ZIEL 1 | Gib aus dem Text über Johann Gottfried Seume den Abschnitt von „Gastbeitrag von Michael“ bis „eine Artillerieschule besuchen.“ wortgetreu wieder.
ZIEL 2 | Wo landete Seume nach seiner Überfahrt laut dem Text über Johann Gottfried Seume?
ZIEL 3 | Führe den Text über Johann Gottfried Seume im Anschluss an seinen letzten Satz weiter.

VORGEGEBENER TEXT |
Gastbeitrag von Michael Knauf
Nach Abbruch eines ungeliebten 1780 begonnenen Theologie Studiums in Leipzig, wollte Johann Gottfried Seume Deutschland verlassen und in Metz (Frankreich) eine Artillerieschule besuchen.
Jenseits der Werra, in dem zu Vacha gehörigen Gasthof „Sachsenheim“, fiel er im Jahr 1781 an der Landesgrenze zwischen Thüringen und Hessen, den Soldatenwerbern für Amerika, des Landgrafen von Hessen-Kassel in die Hände.
Im Februar und Mai 1782 schifften zwölf vollständige hessische Regimenter in zwei Kolonnen nach Amerika ein, in denen sich auch ca. zwanzig Vachaer Bürger und Seume befanden.
Diese wurden für den Amerikanischen Unabhängigkeitskrieg an Großbritannien vermietet. Nach einer zweiundzwanzigwöchigen Überfahrt landete er bei Halifax in Kanada. Hier erfolgte auch die Stationierung der hessischen Truppen.
Es wurden keine militärischen Einsätze oder Kampfhandlungen mehr durchgeführt, weil der Unabhängigkeitskrieg von Amerika schon beendet war. Hier kam er in Kontakt mit Ureinwohner, deren Freundlichkeit und Offenheit schlug sich in seinem Gedicht „Der Wilde“ nieder.
In Halifax begann seine lebenslange Freundschaft mit dem hessischen Offizier von Münchhausen. In einer späteren Reisebeschreibung, „Spaziergang nach Syracus im Jahre 1802“ gedenkt er seines früheren Missgeschicks in Vacha.
In seiner Selbstbiographie „Mein Leben“ (1809) erzählt er:
„Ich ging also nach Berichtigung meiner Schulden fort, ohne irgend eine Silbe gesagt zu haben. Den Degen an der Seite, einige Hemden auf dem Leibe und im Reisesacke und einige Klassiker in der Tasche, marschierte ich zwar ganz rüstig und leicht, aber nicht weniger als ruhig durch die Dörfer nach Dürrenberg, setzte dort über die Saale, ging über das Schlachtfeld von Roßbach und blieb die erste Nacht in einem kleinen Dorfe bei Freiburg. [...]
Den zweiten Abend blieb ich in einem Dorfe vor Erfurt, wo man mich mit vieler Teilnahme sehr gut, sehr wohlfeil bewirtete und mich schonend merken ließ, ich hätte wohl jemand mit dem Instrument da, man wies auf den Degen, etwas über behandelt und müsse das Weite suchen. Ich widersprach zwar, aber man schien doch so etwas zu glauben. [...]
Den dritten Abend übernachtete ich in Vacha und hier übernahm trotz allem Protest der Landgraf von Hessen der damalige große Menschenmakler, durch seine Werber die Besorgung meiner ferneren Nachtquartiere nach Ziegenhein, Kassel und weiter nach der neuen Welt.“
20 Jahre später traf der berühmte Wanderer und Reise-Dichter an einem heißen Sommertag, von Hünfeld kommend, noch einmal in Vacha ein.

DATENEINTRÄGE |
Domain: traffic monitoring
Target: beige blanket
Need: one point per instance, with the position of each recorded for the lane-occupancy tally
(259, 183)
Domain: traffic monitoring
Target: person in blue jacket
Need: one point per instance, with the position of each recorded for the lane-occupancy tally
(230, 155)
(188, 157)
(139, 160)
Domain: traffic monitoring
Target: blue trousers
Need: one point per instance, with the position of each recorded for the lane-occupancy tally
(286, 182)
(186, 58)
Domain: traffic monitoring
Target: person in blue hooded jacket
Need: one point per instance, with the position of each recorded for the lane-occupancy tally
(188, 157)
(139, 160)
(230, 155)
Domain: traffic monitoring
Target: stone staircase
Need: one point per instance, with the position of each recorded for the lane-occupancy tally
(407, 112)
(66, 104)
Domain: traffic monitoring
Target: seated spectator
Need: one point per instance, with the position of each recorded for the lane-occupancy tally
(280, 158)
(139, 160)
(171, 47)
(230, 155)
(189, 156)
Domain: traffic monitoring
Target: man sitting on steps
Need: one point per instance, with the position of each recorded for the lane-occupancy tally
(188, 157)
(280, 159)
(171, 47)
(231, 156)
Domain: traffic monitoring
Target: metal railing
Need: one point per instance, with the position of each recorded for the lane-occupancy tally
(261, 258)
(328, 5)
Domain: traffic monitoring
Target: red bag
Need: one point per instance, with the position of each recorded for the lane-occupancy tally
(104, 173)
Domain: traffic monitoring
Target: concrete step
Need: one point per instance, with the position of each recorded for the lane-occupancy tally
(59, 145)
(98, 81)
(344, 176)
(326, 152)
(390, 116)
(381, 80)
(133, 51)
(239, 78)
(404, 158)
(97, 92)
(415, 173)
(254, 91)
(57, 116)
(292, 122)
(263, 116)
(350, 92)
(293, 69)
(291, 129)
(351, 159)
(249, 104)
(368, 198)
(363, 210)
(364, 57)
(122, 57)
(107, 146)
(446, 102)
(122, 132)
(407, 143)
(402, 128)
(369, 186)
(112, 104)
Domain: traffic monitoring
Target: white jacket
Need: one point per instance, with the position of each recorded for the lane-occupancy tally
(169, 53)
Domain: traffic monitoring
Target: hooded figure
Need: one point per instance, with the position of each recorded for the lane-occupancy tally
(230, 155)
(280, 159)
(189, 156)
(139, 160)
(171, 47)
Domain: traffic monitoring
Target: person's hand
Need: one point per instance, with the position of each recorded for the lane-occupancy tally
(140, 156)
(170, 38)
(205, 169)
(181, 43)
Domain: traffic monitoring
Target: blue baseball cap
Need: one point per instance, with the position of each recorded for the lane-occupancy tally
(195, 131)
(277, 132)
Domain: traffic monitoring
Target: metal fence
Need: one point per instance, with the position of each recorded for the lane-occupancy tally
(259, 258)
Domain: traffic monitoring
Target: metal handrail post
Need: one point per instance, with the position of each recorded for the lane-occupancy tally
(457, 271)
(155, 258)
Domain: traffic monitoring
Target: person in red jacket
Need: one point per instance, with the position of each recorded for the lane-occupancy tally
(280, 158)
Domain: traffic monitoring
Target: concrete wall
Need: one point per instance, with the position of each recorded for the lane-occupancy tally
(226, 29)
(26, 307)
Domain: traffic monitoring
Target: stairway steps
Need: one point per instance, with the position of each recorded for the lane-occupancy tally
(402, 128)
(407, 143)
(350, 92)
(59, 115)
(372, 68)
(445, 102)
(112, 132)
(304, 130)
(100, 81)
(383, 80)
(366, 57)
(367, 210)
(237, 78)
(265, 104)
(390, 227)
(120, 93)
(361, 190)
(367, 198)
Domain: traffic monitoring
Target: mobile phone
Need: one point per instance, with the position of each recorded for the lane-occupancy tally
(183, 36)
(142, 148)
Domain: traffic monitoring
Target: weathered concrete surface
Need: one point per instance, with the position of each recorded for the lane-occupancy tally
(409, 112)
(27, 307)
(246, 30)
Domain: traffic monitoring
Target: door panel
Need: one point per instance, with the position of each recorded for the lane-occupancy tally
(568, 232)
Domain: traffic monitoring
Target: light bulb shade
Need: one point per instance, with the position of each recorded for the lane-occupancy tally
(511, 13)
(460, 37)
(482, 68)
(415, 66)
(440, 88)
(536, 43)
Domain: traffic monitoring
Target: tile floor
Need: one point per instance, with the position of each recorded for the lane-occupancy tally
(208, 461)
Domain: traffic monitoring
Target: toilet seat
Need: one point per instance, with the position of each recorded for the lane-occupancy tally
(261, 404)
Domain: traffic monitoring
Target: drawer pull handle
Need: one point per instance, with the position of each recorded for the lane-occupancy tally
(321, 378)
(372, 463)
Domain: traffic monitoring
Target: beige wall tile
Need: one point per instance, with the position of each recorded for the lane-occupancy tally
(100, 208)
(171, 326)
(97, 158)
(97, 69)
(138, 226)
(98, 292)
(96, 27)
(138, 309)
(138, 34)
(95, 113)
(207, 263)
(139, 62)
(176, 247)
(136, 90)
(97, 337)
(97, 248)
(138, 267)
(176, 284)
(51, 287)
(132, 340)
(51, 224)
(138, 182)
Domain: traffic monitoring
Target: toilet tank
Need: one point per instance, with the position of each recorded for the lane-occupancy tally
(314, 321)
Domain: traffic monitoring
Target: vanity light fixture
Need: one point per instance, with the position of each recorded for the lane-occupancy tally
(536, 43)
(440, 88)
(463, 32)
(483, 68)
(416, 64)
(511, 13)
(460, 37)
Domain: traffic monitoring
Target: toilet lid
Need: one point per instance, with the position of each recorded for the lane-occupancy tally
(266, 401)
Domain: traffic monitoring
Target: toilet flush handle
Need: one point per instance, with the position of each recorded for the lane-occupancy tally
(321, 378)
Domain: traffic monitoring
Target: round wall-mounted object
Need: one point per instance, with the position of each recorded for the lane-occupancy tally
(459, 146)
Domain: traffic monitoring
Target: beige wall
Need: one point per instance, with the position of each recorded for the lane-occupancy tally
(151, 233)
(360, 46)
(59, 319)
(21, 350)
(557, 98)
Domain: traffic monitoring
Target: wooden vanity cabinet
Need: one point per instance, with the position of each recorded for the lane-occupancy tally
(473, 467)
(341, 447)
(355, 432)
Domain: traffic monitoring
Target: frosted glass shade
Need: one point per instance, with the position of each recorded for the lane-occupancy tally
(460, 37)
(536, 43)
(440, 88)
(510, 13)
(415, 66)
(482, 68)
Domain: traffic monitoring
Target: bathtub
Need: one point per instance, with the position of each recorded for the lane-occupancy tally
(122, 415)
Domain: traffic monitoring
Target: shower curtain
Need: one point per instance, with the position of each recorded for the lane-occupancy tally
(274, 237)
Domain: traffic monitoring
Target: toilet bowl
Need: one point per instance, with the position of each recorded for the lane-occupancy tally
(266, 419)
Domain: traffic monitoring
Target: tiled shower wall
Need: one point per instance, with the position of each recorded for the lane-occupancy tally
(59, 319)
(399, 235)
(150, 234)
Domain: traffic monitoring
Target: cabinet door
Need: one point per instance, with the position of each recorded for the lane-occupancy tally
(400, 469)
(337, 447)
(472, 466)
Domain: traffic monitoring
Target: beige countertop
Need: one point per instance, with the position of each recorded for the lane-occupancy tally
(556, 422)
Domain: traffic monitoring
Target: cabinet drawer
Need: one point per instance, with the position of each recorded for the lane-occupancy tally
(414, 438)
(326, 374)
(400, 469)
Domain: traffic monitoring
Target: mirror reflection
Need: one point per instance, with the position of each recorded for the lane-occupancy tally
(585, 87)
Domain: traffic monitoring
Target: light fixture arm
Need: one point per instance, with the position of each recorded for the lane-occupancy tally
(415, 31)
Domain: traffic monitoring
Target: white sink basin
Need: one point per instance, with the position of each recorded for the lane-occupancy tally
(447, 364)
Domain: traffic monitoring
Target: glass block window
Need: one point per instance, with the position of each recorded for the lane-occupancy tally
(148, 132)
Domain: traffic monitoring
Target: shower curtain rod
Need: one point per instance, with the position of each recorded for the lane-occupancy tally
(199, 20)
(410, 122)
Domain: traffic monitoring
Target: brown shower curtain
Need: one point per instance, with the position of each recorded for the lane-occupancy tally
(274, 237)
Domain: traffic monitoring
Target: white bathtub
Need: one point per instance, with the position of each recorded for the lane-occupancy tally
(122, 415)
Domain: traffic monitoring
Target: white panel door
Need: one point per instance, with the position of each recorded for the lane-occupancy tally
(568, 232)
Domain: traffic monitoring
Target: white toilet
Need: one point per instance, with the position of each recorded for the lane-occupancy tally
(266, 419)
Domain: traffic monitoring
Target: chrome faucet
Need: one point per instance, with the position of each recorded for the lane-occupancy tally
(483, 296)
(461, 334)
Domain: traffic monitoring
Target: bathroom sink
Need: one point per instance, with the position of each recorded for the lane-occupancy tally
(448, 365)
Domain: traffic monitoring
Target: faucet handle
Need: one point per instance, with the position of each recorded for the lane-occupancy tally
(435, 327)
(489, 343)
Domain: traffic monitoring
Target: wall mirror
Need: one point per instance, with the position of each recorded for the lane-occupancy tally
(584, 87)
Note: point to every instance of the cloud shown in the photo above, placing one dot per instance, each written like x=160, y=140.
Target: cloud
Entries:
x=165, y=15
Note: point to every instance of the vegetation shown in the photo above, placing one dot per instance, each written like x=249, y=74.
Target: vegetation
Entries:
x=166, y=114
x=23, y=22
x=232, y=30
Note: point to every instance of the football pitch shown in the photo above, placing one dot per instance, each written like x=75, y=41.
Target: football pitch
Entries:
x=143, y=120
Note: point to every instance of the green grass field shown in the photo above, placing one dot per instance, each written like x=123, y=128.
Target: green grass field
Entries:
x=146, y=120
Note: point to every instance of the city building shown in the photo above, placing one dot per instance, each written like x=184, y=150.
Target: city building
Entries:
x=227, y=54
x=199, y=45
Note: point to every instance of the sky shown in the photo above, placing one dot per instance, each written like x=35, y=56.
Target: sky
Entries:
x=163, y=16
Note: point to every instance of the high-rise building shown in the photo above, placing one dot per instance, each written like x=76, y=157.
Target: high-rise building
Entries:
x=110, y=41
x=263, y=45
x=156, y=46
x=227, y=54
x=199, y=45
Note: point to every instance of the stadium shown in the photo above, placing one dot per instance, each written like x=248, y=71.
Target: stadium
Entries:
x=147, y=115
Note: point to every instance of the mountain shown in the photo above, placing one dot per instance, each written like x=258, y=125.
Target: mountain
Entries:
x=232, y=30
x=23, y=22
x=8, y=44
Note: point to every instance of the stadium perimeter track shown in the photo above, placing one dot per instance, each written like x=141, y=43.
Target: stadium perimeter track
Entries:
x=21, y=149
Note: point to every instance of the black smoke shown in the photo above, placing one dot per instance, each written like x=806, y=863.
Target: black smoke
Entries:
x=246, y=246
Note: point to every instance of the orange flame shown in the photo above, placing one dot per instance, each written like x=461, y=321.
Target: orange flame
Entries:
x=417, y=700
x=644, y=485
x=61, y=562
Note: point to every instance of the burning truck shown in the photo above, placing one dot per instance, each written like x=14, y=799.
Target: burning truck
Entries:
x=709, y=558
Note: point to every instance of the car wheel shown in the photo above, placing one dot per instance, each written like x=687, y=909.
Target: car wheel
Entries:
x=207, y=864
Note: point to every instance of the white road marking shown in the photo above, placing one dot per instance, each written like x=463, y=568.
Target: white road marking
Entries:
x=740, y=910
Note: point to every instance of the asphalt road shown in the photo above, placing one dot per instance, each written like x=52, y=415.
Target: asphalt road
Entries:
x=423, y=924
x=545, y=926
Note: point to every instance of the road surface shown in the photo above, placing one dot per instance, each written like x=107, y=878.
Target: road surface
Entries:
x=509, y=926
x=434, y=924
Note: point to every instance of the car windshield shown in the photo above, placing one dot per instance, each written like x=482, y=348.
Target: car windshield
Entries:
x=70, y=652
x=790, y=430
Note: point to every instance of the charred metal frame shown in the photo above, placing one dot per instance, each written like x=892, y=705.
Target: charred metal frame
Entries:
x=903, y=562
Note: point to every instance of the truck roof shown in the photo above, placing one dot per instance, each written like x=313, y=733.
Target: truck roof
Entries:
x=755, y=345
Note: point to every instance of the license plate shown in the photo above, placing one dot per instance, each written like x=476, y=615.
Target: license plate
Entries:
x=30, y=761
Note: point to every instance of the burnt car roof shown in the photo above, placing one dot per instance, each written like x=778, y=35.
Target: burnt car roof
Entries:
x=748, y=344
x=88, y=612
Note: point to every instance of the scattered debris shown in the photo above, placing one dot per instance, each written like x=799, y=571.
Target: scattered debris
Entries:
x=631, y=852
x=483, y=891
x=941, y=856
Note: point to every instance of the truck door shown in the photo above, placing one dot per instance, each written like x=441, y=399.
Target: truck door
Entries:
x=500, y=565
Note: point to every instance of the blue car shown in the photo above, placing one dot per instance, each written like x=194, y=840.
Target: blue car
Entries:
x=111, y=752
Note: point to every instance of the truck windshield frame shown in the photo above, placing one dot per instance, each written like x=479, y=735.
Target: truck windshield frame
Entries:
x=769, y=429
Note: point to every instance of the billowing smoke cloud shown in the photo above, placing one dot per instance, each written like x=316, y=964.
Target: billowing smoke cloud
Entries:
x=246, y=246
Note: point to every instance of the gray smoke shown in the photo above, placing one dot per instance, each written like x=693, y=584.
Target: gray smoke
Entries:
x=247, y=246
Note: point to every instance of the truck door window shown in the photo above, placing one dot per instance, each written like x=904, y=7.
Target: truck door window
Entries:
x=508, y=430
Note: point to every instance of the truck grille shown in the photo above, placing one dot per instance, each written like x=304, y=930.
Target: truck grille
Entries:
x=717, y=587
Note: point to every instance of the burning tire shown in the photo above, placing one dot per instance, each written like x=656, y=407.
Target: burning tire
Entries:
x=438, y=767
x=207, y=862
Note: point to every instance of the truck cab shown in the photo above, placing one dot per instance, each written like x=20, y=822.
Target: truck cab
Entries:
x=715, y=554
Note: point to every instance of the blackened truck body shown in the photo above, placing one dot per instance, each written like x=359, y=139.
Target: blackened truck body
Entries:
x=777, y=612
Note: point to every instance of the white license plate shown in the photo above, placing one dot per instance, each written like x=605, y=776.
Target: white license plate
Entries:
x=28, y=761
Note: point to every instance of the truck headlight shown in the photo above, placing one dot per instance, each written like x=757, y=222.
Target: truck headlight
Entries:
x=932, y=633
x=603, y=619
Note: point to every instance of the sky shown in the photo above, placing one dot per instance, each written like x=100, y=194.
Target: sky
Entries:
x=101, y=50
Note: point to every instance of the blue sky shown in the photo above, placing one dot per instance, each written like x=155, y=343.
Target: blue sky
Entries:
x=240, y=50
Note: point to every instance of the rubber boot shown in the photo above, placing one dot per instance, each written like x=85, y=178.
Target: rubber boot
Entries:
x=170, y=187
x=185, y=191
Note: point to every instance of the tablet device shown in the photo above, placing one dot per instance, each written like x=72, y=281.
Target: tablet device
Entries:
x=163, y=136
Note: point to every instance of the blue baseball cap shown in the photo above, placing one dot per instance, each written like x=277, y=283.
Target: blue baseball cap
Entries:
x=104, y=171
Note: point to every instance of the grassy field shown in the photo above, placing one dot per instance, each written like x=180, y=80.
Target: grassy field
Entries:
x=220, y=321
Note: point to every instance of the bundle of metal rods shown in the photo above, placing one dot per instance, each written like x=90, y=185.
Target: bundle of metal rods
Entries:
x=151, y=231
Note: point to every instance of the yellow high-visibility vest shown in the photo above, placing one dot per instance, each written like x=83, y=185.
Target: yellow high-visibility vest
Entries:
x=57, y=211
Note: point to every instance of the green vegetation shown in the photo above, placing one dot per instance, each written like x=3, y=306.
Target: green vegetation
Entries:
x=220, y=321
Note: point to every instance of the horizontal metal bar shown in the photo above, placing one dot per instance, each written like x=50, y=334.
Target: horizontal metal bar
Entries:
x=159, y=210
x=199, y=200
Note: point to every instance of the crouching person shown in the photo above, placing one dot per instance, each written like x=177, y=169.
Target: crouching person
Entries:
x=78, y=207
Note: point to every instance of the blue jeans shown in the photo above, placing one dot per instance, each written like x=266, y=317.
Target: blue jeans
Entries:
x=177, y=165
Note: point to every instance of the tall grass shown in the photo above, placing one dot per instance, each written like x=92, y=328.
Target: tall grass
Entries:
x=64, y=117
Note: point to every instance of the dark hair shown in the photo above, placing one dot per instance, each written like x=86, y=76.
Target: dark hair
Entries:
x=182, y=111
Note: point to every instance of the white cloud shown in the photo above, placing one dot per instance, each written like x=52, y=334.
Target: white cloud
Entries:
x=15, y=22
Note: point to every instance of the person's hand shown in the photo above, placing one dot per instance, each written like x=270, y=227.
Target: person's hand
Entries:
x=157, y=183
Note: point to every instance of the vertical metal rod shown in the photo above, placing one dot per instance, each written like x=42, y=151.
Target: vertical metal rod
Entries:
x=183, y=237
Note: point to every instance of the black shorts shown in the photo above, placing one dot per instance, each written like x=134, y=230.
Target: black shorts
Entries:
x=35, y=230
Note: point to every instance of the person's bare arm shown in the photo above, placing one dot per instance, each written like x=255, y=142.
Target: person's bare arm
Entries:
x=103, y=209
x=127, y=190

ANTWORT 1 |
Gastbeitrag von Michael Knauf
Nach Abbruch eines ungeliebten 1780 begonnenen Theologie Studiums in Leipzig, wollte Johann Gottfried Seume Deutschland verlassen und in Metz (Frankreich) eine Artillerieschule besuchen.

ANTWORT 2 | Bei Halifax in Kanada.

ANTWORT 3 |
Er war auf einer neunmonatigen Wanderung, die er am 9. Dezember 1801 von Grimma aus nach Syracus (Sizilien/Italien) angetreten war und den größten Teil der 6000 km langen Strecke zu Fuß zurückgelegt hatte.
Er berichtete: „Von Vacha wollte ich die Post nach Schmalkalden zu meinem Freund, dem Offizier Karl Ludwig August Heino von Münchhausen nehmen. Der Wirt verpflichtete sich, da nicht sogleich Pferde zu haben waren, mich hinüber zu schaffen , ließ sich die Posttaxe für zwei Pferde und den Wagen bezahlen und gab mir einen alten Gaul zum Reiten. Das nenne ich Industrie. Was sollte ich machen? Ich setzte mich auf, weil ich fort wollte.“
Aus einer Strophe seines Gedichts „Die Gesänge“ von 1804 wandelte der Volksmund folgenden Spruch ab: „Wo man singt, da laß' dich ruhig nieder, böse Menschen haben keine Lieder.“
Zwei weitere bekannte Seume-Zitate sind: „Wer die anderen neben sich klein macht, ist nie groß“ und „Es würde alles besser gehen, wenn man mehr ginge.“
Einige bekannte Seume Publikationen:
Spaziergang nach Syracus (1802)
Die Gesänge (1804)
Mein Leben (1809)
Seit dem Jahr 1948 trägt das Gymnasium/Oberschule in Vacha den Ehrenvollen Namen „Johann Gottfried Seume“.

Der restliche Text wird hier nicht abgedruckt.